> **Text block**:
Guaranteed Minimum Income and Economic Security in The Second Gilded Age

Part I (1791 - 1945) • Part II (1946 - 1975)Part III (1976 - 2025)

Marston Crumpler – MA History, 2009, University of Virginia
Sanders Marble – PhD History, 1998, King's College London

As part of the Alaska Statehood Act of 1959, Alaska received 100 million acres of land from the federal government. Whatever resources were on - or under - that land would belong to the state and not a federal agency. In the late 1960s, vast oil reserves were discovered on this land. On a single day, September 10, 1969, the state of Alaska realized $900 million when it sold leases on its land for oil production. The oil crisis of 1973 raised oil prices, creating a windfall for Alaska and offered the state, with its vast oil reserves, a unique opportunity to create a true universal Guaranteed Minimum Income (GMI) program – one which still operates today

However, the rapid expenditure of these funds in a vast, remote state where the provision of public services is expensive caused a public outcry. The Alaska Permanent Fund was established in 1976 as a response to this outcry –  a state-managed resource endowment funded by a percentage of profits generated by sales from Alaskan oil and mining revenues. While originally conceived of as a “rainy day” fund, it gained more popular support as a “Permanent Fund Dividend”.

Since 1982, all Alaskan residents have received an annual payment from this fund. The dividend has averaged $1,600/year and is universally popular. (As a comparison, the Federal government calculates a family of 4 needs an income of just over $32,000 to avoid poverty.) Only 16% of Alaskans supported a 1999 measure to use some of the fund for state budget shortfalls. This program is essentially what Thomas Paine and Henry George originally envisioned – compensating citizens for allowing large landowners (or companies) to realize profits from vast amounts of public lands. The annual check is significant, but $1,600/year is difficult to live on, especially since Alaska has one of the highest costs of living of all states due to its remoteness.

The Alaska Permanent Fund, at $81 billion, is the largest and only fund that pays out a citizen’s dividend. Several other states have sizable natural resource based sovereign wealth funds that provide financial resources for education or act as a “rainy day” fund to address state budget shortfalls. These certainly help the people, but less directly than Alaska's "dividend":

  • Wisconsin Board of Commissioners of Public Lands: $1.4 billion (1848)
  • Texas Permanent School Fund: $57 billion (since 1854)
  • Oregon Common School Fund: $2 billion (1859)
  • Texas Permanent University Fund: $37 billion (1876)
  • New Mexico Land Grant Permanent Fund: $32 billion (1912)
  • Idaho Endowment Fund Investment Board: $3.2 billion (1969)
  • New Mexico Severance Tax Permanent Fund: $9.8 billion (1973)
  • Permanent Wyoming Mineral Trust Fund: $11 billion (1974)
  • Utah School and Institutional Trust Funds Office: $2.5 billion (1983)
  • Alabama Trust Fund: $3.4 billion (1985)
  • Louisiana Education Quality Trust Fund: $1.5 billion (1986)
  • North Dakota Legacy Fund: $11 billion (2011)
  • Colorado Public School Fund Endowment Board: $1.2 billion (2016)

> **Instructions for the task**: Rewrite the text on guaranteed minimum income from "The Alaska Permanent Fund, at" up to and including "Fund: $11 billion (1974)", putting "substantial" in place of "sizable". The records below come from a separate source and are unrelated to the text above.

> **Excerpted records**:
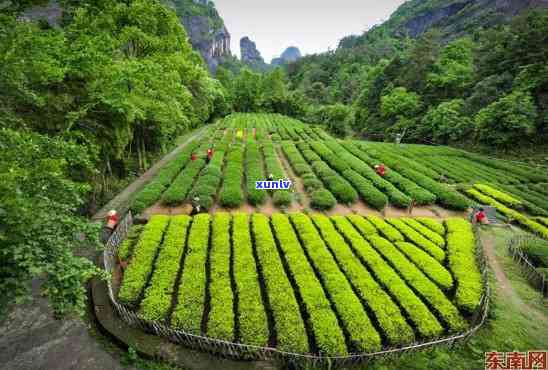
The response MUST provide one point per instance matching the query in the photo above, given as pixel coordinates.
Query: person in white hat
(112, 219)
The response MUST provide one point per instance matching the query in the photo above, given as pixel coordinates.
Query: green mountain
(442, 71)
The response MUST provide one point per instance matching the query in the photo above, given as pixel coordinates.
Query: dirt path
(503, 284)
(122, 198)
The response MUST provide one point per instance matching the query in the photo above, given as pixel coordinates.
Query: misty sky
(311, 25)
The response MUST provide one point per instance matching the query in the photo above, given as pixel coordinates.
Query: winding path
(503, 284)
(32, 339)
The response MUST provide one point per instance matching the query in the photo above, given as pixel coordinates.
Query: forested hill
(85, 104)
(441, 71)
(453, 18)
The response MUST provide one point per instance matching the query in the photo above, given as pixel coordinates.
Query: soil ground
(122, 199)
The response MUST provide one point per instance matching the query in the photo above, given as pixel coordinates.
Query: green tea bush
(254, 172)
(385, 310)
(424, 286)
(501, 196)
(425, 322)
(329, 336)
(140, 266)
(221, 320)
(322, 199)
(178, 190)
(187, 315)
(341, 189)
(126, 248)
(367, 191)
(361, 163)
(157, 302)
(290, 329)
(424, 231)
(231, 194)
(252, 319)
(418, 239)
(351, 312)
(432, 224)
(387, 230)
(510, 213)
(154, 189)
(432, 268)
(461, 254)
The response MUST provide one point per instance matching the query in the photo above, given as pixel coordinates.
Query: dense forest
(488, 87)
(84, 105)
(89, 103)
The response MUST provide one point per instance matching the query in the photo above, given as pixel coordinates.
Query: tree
(247, 91)
(38, 227)
(453, 70)
(335, 117)
(446, 123)
(508, 120)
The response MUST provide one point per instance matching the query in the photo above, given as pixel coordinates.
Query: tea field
(305, 284)
(328, 172)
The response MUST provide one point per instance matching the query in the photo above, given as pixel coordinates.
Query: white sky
(311, 25)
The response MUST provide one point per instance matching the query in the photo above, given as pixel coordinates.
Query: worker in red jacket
(380, 169)
(110, 226)
(480, 217)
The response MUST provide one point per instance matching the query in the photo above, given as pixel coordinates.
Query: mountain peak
(290, 55)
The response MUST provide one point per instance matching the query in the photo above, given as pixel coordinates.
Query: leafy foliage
(41, 192)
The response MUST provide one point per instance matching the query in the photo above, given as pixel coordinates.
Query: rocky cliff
(250, 55)
(206, 29)
(291, 54)
(204, 26)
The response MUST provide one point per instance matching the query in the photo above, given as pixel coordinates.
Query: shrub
(140, 266)
(432, 224)
(252, 318)
(425, 322)
(386, 312)
(512, 214)
(361, 163)
(416, 279)
(187, 315)
(329, 336)
(390, 232)
(461, 253)
(221, 316)
(537, 252)
(311, 182)
(209, 180)
(154, 189)
(178, 190)
(298, 163)
(157, 302)
(280, 198)
(367, 191)
(254, 172)
(340, 188)
(362, 333)
(424, 231)
(126, 248)
(432, 268)
(418, 239)
(366, 228)
(231, 193)
(322, 199)
(502, 197)
(290, 329)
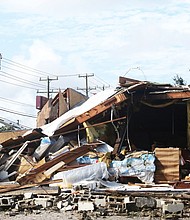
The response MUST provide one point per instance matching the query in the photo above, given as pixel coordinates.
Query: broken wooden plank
(38, 174)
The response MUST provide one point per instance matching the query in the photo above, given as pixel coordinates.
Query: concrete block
(145, 202)
(6, 201)
(100, 202)
(44, 202)
(173, 207)
(85, 206)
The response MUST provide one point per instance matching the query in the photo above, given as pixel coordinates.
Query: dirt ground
(46, 215)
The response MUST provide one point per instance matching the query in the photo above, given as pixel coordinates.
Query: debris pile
(120, 151)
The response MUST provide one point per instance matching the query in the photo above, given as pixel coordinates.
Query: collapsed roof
(138, 115)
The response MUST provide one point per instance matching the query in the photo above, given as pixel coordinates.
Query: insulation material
(50, 128)
(141, 166)
(91, 172)
(167, 164)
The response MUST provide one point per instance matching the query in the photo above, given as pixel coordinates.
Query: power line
(16, 102)
(25, 67)
(19, 79)
(87, 88)
(48, 84)
(104, 82)
(6, 67)
(16, 113)
(17, 85)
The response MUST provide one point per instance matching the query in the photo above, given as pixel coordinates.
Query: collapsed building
(133, 141)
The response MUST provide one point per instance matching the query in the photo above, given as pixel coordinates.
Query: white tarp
(93, 101)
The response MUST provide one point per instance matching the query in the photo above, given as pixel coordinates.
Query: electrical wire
(16, 113)
(16, 102)
(19, 79)
(17, 84)
(6, 67)
(19, 65)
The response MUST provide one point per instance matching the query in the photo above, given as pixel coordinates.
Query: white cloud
(104, 37)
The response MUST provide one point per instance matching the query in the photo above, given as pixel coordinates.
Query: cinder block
(173, 207)
(6, 201)
(44, 202)
(85, 206)
(100, 202)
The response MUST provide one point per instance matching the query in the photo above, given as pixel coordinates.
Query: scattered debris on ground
(119, 152)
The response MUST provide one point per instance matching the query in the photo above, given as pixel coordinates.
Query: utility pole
(48, 85)
(103, 87)
(87, 88)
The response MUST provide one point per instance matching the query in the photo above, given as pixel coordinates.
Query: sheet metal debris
(121, 150)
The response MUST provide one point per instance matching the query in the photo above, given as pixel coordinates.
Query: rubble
(120, 151)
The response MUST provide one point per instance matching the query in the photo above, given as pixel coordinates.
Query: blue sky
(107, 38)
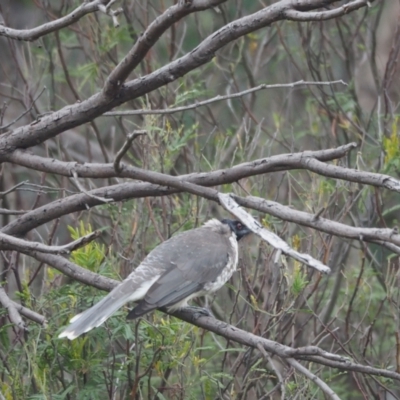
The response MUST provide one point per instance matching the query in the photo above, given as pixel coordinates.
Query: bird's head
(237, 227)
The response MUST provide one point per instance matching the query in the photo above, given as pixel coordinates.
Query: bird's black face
(237, 227)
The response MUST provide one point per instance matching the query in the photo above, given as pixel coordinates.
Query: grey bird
(189, 264)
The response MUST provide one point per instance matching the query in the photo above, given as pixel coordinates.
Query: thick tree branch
(229, 332)
(281, 162)
(264, 86)
(374, 235)
(8, 242)
(77, 114)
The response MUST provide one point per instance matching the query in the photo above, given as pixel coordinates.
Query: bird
(187, 265)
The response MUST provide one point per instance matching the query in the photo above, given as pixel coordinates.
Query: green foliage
(391, 146)
(89, 256)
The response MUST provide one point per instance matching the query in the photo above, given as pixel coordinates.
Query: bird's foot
(198, 312)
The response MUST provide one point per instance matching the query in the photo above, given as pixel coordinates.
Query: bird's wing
(195, 259)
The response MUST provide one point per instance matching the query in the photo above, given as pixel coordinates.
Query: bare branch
(83, 190)
(229, 332)
(35, 33)
(11, 243)
(275, 241)
(280, 162)
(131, 137)
(5, 211)
(374, 235)
(77, 114)
(295, 15)
(28, 313)
(319, 382)
(221, 98)
(13, 313)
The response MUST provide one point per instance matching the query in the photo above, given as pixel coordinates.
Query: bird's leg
(198, 312)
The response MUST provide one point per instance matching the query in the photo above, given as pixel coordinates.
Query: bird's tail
(127, 291)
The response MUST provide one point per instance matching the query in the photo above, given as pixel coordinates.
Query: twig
(83, 190)
(25, 112)
(2, 194)
(268, 358)
(131, 137)
(30, 314)
(222, 98)
(319, 382)
(35, 33)
(13, 313)
(5, 211)
(230, 332)
(274, 240)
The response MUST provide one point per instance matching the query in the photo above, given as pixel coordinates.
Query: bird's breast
(228, 270)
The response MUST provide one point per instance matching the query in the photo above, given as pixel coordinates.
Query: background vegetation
(352, 312)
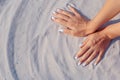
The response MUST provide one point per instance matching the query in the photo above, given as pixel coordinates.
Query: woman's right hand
(75, 24)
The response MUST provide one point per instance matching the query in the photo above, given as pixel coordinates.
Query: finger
(60, 21)
(68, 31)
(84, 43)
(86, 55)
(99, 57)
(82, 51)
(64, 12)
(91, 58)
(61, 16)
(73, 10)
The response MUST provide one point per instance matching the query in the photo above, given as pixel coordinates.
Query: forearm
(108, 11)
(112, 31)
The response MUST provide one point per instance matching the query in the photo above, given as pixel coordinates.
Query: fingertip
(60, 30)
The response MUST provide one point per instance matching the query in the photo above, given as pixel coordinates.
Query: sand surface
(31, 48)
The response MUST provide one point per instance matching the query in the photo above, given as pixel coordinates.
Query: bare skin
(97, 42)
(78, 25)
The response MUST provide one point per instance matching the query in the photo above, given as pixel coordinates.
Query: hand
(93, 47)
(75, 24)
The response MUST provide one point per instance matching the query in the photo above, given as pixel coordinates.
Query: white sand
(31, 48)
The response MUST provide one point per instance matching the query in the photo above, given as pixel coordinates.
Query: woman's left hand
(93, 47)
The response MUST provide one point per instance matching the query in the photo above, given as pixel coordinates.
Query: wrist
(107, 33)
(91, 27)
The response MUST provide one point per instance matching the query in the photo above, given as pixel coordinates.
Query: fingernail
(95, 64)
(60, 30)
(79, 63)
(58, 10)
(80, 45)
(53, 18)
(75, 57)
(54, 12)
(84, 64)
(68, 5)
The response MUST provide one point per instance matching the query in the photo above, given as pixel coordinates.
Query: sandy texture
(31, 48)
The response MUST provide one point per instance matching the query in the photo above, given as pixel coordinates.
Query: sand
(31, 48)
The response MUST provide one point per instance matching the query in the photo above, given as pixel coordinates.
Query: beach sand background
(31, 48)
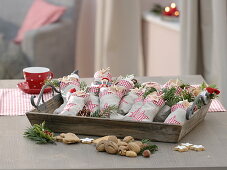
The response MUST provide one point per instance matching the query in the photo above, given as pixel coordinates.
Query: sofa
(51, 46)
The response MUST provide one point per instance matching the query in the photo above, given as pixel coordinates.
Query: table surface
(17, 152)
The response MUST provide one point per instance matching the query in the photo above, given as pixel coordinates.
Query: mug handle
(51, 75)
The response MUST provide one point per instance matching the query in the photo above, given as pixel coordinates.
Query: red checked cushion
(41, 13)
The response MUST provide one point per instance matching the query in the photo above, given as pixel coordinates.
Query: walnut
(122, 150)
(134, 147)
(146, 153)
(139, 143)
(128, 139)
(58, 138)
(131, 154)
(101, 146)
(113, 139)
(122, 144)
(111, 147)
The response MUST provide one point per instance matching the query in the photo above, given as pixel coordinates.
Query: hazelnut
(128, 139)
(146, 153)
(131, 154)
(113, 139)
(134, 147)
(122, 150)
(122, 144)
(111, 147)
(101, 146)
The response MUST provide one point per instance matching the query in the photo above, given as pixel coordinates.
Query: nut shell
(111, 147)
(128, 139)
(122, 144)
(122, 150)
(131, 154)
(101, 146)
(146, 153)
(139, 143)
(134, 147)
(113, 139)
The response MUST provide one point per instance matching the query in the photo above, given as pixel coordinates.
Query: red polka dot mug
(36, 76)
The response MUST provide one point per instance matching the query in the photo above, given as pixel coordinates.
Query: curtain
(204, 41)
(109, 36)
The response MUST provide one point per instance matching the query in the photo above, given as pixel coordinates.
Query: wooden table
(17, 152)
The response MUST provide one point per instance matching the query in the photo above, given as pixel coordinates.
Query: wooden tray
(154, 131)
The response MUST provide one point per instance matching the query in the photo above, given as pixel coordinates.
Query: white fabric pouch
(75, 104)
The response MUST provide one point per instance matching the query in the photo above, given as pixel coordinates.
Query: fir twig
(40, 134)
(106, 112)
(170, 96)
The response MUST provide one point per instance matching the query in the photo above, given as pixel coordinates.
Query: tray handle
(204, 97)
(40, 97)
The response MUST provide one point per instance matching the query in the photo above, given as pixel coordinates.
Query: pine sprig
(40, 134)
(187, 96)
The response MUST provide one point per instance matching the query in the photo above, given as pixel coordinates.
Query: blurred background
(141, 37)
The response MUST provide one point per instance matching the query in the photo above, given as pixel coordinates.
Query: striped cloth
(14, 102)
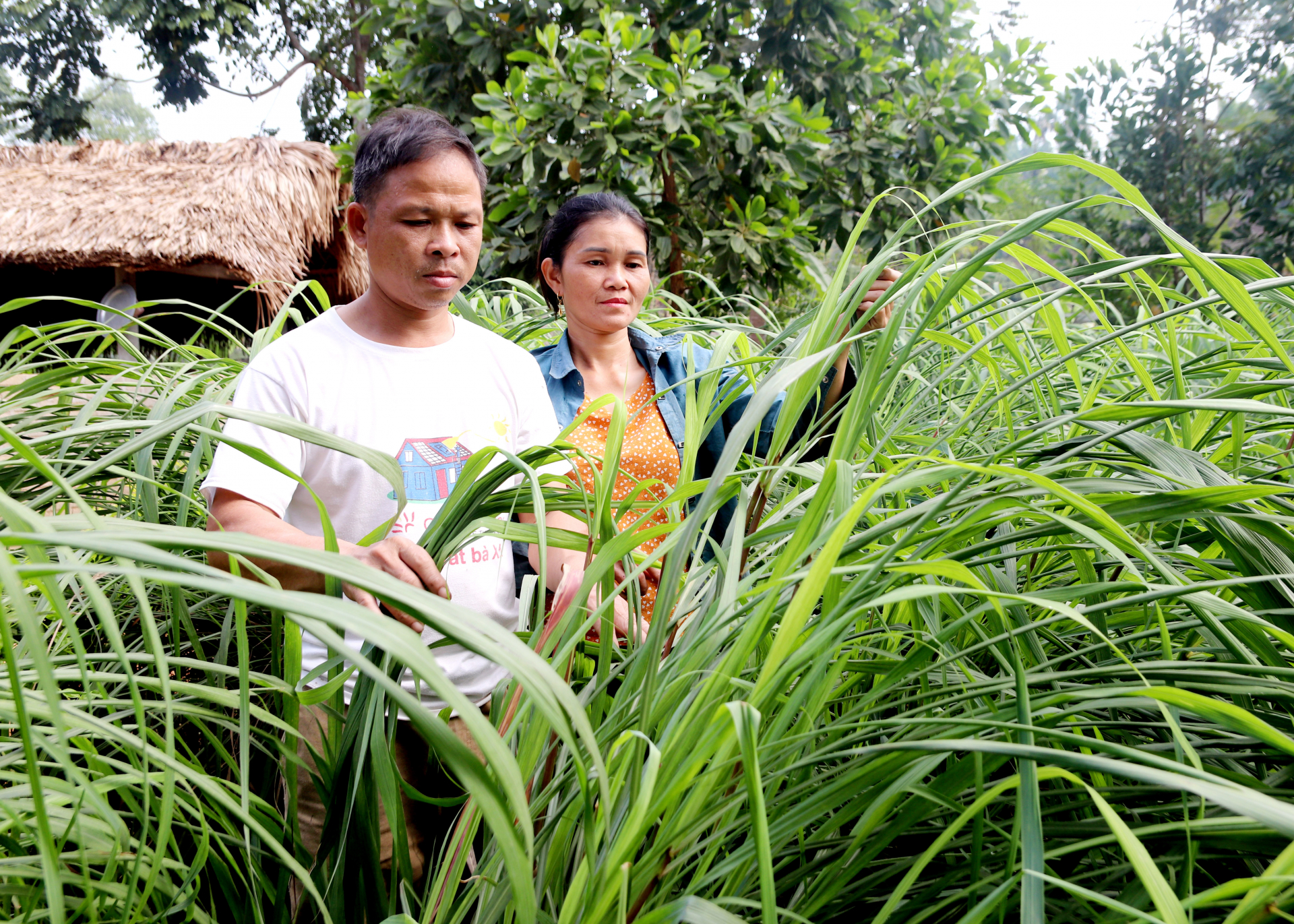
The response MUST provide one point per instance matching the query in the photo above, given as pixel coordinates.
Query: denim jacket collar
(566, 386)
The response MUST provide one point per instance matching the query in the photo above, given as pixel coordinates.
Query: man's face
(422, 230)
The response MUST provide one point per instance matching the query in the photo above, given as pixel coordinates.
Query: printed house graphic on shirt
(431, 466)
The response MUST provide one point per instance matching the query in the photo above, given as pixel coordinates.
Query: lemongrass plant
(1016, 648)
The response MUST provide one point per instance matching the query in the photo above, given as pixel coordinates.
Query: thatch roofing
(255, 206)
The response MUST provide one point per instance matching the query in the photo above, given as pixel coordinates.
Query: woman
(596, 270)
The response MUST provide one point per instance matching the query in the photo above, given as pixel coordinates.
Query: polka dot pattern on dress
(646, 454)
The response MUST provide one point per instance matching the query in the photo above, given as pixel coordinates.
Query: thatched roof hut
(249, 209)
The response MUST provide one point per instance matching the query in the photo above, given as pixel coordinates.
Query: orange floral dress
(647, 452)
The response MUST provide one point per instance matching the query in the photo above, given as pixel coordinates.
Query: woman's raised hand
(565, 594)
(888, 277)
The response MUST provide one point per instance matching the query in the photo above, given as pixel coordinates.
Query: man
(396, 372)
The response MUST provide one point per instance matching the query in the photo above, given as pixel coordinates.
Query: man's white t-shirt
(429, 406)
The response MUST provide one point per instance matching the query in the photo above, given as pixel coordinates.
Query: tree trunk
(676, 255)
(359, 53)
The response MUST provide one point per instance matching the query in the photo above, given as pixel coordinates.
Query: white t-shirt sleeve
(538, 422)
(237, 471)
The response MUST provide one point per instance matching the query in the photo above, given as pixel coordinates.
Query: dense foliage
(1019, 648)
(751, 133)
(1201, 125)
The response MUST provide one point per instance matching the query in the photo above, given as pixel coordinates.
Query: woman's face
(605, 276)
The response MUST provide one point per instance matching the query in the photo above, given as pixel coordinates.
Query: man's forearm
(237, 514)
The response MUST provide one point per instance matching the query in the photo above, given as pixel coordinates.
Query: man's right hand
(399, 557)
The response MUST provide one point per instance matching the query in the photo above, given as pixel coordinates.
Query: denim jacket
(665, 360)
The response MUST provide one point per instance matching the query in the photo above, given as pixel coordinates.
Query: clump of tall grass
(1019, 646)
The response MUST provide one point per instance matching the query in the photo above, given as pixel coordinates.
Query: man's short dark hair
(404, 136)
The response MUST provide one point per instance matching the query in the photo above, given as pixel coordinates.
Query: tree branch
(259, 94)
(311, 59)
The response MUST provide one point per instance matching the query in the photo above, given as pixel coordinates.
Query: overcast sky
(1074, 32)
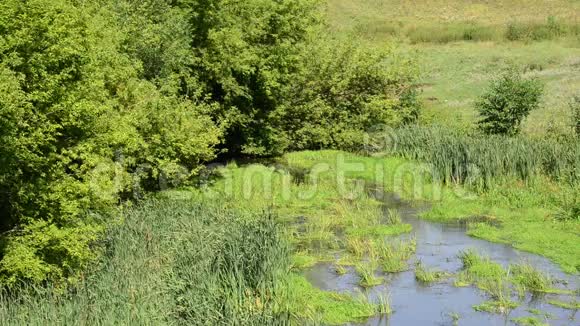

> **Written response**:
The Alaska Permanent Fund, at $81 billion, is the largest and only fund that pays out a citizen’s dividend. Several other states have substantial natural resource based sovereign wealth funds that provide financial resources for education or act as a “rainy day” fund to address state budget shortfalls. These certainly help the people, but less directly than Alaska's "dividend":

  • Wisconsin Board of Commissioners of Public Lands: $1.4 billion (1848)
  • Texas Permanent School Fund: $57 billion (since 1854)
  • Oregon Common School Fund: $2 billion (1859)
  • Texas Permanent University Fund: $37 billion (1876)
  • New Mexico Land Grant Permanent Fund: $32 billion (1912)
  • Idaho Endowment Fund Investment Board: $3.2 billion (1969)
  • New Mexico Severance Tax Permanent Fund: $9.8 billion (1973)
  • Permanent Wyoming Mineral Trust Fund: $11 billion (1974)